Repeat each of the items below word for word, without changing anything.

::: DATA SHOWN :::

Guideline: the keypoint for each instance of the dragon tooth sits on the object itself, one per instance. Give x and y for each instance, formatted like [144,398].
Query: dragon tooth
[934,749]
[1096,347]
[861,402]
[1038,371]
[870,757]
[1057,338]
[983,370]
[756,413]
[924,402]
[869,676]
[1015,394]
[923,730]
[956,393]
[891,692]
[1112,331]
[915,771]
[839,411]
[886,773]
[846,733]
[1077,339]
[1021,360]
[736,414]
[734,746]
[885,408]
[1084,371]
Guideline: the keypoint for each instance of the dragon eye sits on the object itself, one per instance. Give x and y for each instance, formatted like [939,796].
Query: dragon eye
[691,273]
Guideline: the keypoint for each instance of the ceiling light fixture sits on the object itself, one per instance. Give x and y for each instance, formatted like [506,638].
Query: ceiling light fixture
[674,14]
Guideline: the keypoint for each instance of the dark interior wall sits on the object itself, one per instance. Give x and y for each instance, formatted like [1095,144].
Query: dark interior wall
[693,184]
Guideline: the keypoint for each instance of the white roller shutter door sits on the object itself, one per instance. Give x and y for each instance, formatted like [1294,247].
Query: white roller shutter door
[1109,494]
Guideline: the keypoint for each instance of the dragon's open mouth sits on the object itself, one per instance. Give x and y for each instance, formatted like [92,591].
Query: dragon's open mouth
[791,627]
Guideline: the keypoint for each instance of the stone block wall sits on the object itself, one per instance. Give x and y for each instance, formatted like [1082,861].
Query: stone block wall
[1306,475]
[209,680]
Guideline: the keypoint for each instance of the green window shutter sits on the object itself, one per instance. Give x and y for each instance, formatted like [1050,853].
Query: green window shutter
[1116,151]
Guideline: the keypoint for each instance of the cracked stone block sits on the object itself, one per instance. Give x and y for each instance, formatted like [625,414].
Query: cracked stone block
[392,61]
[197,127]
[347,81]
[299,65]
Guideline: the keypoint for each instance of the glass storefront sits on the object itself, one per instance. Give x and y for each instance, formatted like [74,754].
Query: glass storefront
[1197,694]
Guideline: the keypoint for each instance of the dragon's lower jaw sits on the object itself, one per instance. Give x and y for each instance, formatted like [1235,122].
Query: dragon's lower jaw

:::

◆ **WRITTEN ANSWER**
Guideline: the keypoint for each instance of the dragon tooth sits on the object itself, one per instance. Give x and y for each instance, formatted like [144,398].
Query: dragon tooth
[934,749]
[1096,347]
[861,402]
[1038,371]
[870,757]
[1057,338]
[983,370]
[756,413]
[924,402]
[869,676]
[1015,394]
[923,730]
[956,393]
[891,692]
[1112,331]
[915,771]
[839,411]
[886,773]
[846,733]
[1077,339]
[1021,360]
[736,414]
[734,746]
[885,408]
[1084,371]
Guideline: the keypoint for each instance of the dragon eye sits on the object itself, one per instance. Give x and y for each instance, formatted like [939,796].
Query: dragon eye
[691,273]
Guideline: the keypoint for each instance of the ceiling light fixture sits on the object itself, one per instance. Give x and y for each instance, formatted like [506,638].
Query: ceiling light fixture
[674,14]
Guideline: the keypoint for each instance of the dark interior wall sits on the object itself, one per instance. Give x and y for each instance, formatted like [1095,144].
Query: dark interior wall
[693,184]
Guideline: the keypoint for each instance of the white roller shutter door sits on the object itself, one per instance. Give x and y for each instance, formatted like [1294,247].
Query: white roller shutter door
[1109,494]
Guideline: the keypoint for each instance of the dragon's open mouth sits on the object itself, one per instance. Give x and y for each instance, formatted like [92,591].
Query: dragon's open mouth
[791,627]
Guideline: the keypoint for each instance of the stone block wall sits on the object itself, one per instance. Give x and y for each instance, formatted like [1082,861].
Query: stone block wall
[1306,475]
[209,680]
Guideline: the keypoint for each instance of the green window shutter sits on the object itself, one per instance. Give x and y for each instance, formatted like [1050,853].
Query: green window shutter
[1116,151]
Guideline: the keypoint for each instance of the cracked stone block sits on the object itself, one per instance. Give x and y for each instance, formatted like [625,414].
Query: cracked stone block
[392,61]
[197,127]
[347,81]
[299,65]
Guideline: the keypoint for each instance of the glass storefront sits on the object itself, one per instance. Give x and y for each instance, formatted like [74,754].
Query: glass storefront
[1197,694]
Guideline: the keypoint for each instance of the dragon's lower jaw sits on the object itself, one per instance. Give x and y for each instance, formatted like [1235,122].
Query: dragon's lower jaw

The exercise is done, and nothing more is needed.